--- 本文 ---
^^^^^^^^
映画と人とわたし by エノキダケイコ

映画は時代の空気や、世代の感覚を伝え続ける、面白くて大切な文化だと思います。KINENOTEとこのブログに、見た映画の感想を記録しています。

リナ・プライオプライト 監督「アドバンスト・スタイル そのファッションが、人生」2680本目

信じられないくらいお洒落で美しい高齢女性たちがじゃんじゃん出てきます。

「お金があるからできる」って感想に書いてる人が多いけど、彼女たちは多分、若い頃に買い集めたものを使いまわす知恵とセンスを持ってる。ストリートスナップを撮られる人の中には、お金持ちではない人もいると思う。ファッションを愛する人は、高いものももちろん好きだけど、自分が持っているお財布で最高のパフォーマンスができる。

「ニューヨークだからできる」というのは、カラフルでど派手なスタイルに関して言えばその通り。でも私がボランティアでおばあちゃんたちのお話を聞くカフェに行って会った人たちも、見れば見るほどオシャレだった。よくよく聞いてみると、若い子が買う安い服(レギンズとか)と昔から持ってるブローチを組み合わせたりして。カラフルだけがオシャレってわけでもない。よく似合ってて可愛くて素敵なおばあちゃんたち。

体にも頭にも痛いところや悪いところがたくさんあるけど、美しくなって外に出て人に会うこと、街を歩くことが彼女たちを生かしてる。

すごく語弊があるのを覚悟でいうと、男性の体に生まれて女性になろうとする人たちって、元からの女性とはどこか全然違うといつも感じてます。女性はあんなに女性であろうと努力したりしないから、出来上がったものの印象が違うんだ。だけどこの映画に出てる人たちは、全員がんばって女性であろうとしていて、その努力のけなげさが美をもたらしているという意味で、元は男性だった人たちと似てる、と思う。
^^^^^^^^
--- 記録一覧 ---

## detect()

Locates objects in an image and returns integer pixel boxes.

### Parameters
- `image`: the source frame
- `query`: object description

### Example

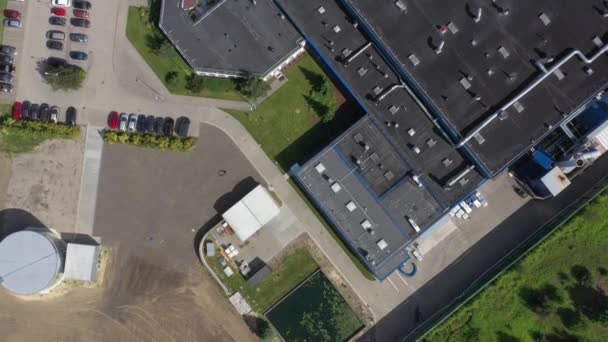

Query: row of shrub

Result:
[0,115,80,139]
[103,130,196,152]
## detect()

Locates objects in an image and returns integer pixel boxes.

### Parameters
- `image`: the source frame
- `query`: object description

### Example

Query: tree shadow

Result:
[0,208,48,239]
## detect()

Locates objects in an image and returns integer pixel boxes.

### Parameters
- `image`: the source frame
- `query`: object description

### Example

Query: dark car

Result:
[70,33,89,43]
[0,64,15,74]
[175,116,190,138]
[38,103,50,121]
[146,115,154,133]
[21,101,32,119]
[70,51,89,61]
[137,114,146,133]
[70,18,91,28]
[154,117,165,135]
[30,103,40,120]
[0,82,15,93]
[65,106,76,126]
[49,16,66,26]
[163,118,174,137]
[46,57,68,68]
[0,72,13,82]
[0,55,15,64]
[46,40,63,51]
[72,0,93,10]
^^^^^^^^
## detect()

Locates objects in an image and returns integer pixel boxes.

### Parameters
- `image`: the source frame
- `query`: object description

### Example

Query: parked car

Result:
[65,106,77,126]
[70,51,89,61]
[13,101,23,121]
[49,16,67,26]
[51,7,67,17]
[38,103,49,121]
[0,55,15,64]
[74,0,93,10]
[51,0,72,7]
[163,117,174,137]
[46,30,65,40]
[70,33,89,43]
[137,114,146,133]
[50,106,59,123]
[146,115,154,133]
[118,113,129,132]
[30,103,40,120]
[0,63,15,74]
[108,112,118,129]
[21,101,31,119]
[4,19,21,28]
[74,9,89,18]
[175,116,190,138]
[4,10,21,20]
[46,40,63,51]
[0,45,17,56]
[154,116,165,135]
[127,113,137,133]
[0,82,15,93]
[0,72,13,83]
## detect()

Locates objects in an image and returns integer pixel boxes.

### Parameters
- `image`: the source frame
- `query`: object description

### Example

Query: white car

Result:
^^^^^^^^
--- 課題 ---
映画の感想文のうち、「すごく語弊があるのを覚悟でい」から「った人たちと似てる、と思う。」までを一字も変えずに引用せよ。

--- 解答は以下 ---
すごく語弊があるのを覚悟でいうと、男性の体に生まれて女性になろうとする人たちって、元からの女性とはどこか全然違うといつも感じてます。女性はあんなに女性であろうと努力したりしないから、出来上がったものの印象が違うんだ。だけどこの映画に出てる人たちは、全員がんばって女性であろうとしていて、その努力のけなげさが美をもたらしているという意味で、元は男性だった人たちと似てる、と思う。